[start Entries shown]

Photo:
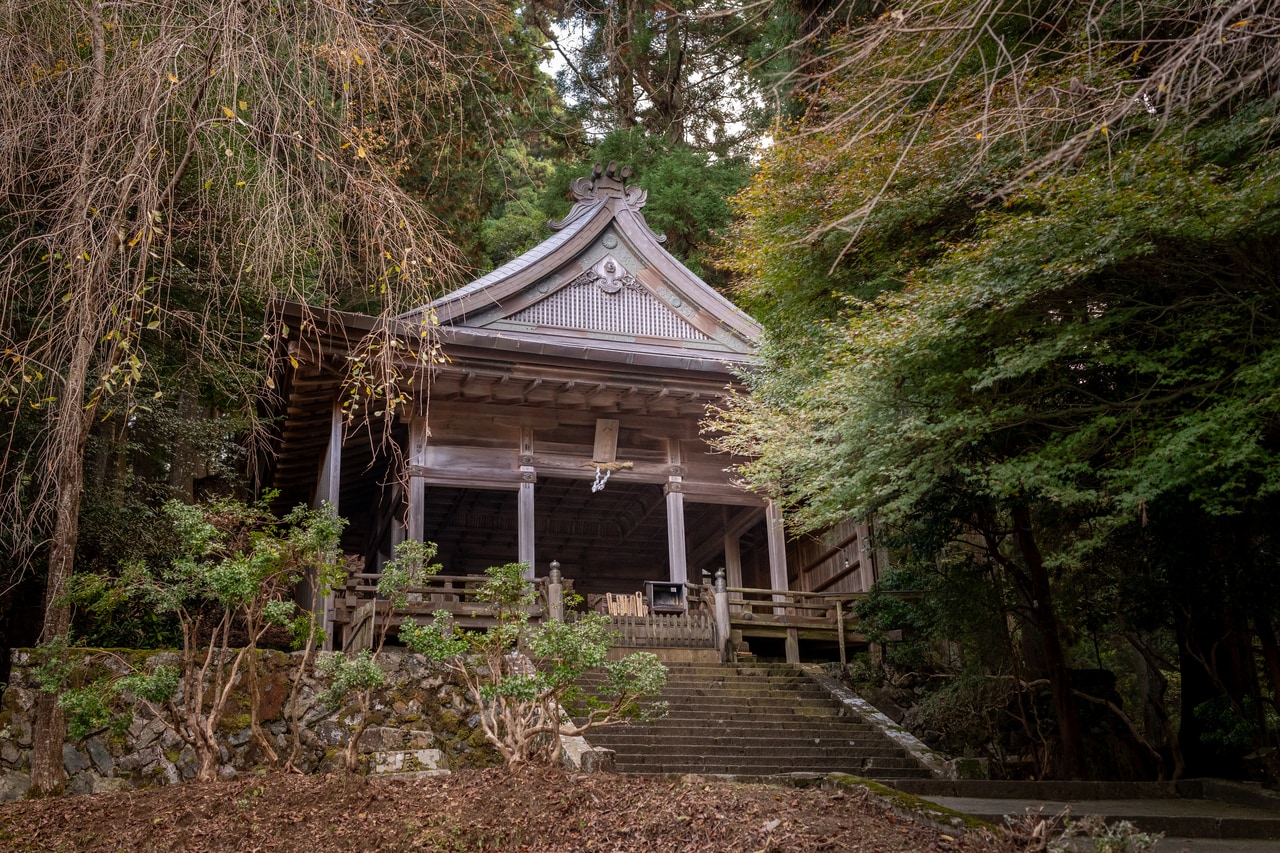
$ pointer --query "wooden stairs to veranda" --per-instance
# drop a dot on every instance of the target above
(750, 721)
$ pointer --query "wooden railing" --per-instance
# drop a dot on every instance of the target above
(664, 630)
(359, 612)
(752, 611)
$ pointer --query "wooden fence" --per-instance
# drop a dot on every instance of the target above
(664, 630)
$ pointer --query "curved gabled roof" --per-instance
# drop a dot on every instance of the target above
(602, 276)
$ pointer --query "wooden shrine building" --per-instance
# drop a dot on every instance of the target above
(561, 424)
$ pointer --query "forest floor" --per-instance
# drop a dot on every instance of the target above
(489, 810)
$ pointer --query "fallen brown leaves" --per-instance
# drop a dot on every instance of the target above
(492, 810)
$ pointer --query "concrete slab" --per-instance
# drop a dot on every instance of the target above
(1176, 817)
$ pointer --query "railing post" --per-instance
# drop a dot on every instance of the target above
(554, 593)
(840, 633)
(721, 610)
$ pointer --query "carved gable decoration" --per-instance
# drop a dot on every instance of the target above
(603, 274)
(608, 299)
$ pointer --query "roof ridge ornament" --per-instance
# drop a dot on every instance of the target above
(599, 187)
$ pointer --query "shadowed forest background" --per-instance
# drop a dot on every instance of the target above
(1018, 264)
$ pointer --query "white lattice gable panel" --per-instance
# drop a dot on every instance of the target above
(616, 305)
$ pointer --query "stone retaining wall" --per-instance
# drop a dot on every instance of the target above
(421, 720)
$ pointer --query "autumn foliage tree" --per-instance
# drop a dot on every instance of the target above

[end Entries shown]

The request: Excluding the pictures, restate the records above word for word.

Answer:
Photo:
$ pointer --query "wooden stairs to veranda" --per-instance
# drop a dot on every instance of the target above
(750, 721)
$ pointer --query "wooden railing" --per-instance
# drop a dot on every instance of the target above
(664, 630)
(359, 612)
(752, 611)
$ pointer --query "wooden fence" --per-instance
# drop a dot on every instance of the target above
(664, 630)
$ pointer --query "curved gabled roof" --per-instance
# drop a dot on every instance of the target above
(602, 276)
$ pointer --query "wooden shrine building" --per-instance
# drop a dot on every instance of the target above
(561, 424)
$ pointer --query "forest floor" --per-instance
# drop a dot on every instance of the target above
(489, 810)
$ pointer --query "fallen brown leaves" --per-instance
# drop a dot on every instance of the target above
(492, 810)
$ pointer --query "concrete slab" --per-instance
# drop a dot on every instance of the target above
(1176, 817)
$ pointer --query "railing post" --per-instance
# drop a dot on every instance of the target above
(554, 593)
(840, 633)
(721, 610)
$ pointer --query "carved gable decoration" --per-instance
# drop a dot on every instance of the target above
(603, 274)
(608, 299)
$ pointer --query "roof ridge ornament" --per-instance
# drop a dot on every instance of the target above
(599, 187)
$ pointer --query "shadowed forest background" --per-instance
# drop a dot on every instance of the target above
(1018, 264)
$ pointer --query "white lattice gable panel" --per-instance
# drop a dot on every instance of the target above
(616, 305)
$ pointer --query "stone retaining wall" --per-instance
# drop a dot on every instance of the target above
(421, 720)
$ pointer --query "autumn foliage tree" --per-instance
# drop a dot on every instance of the target above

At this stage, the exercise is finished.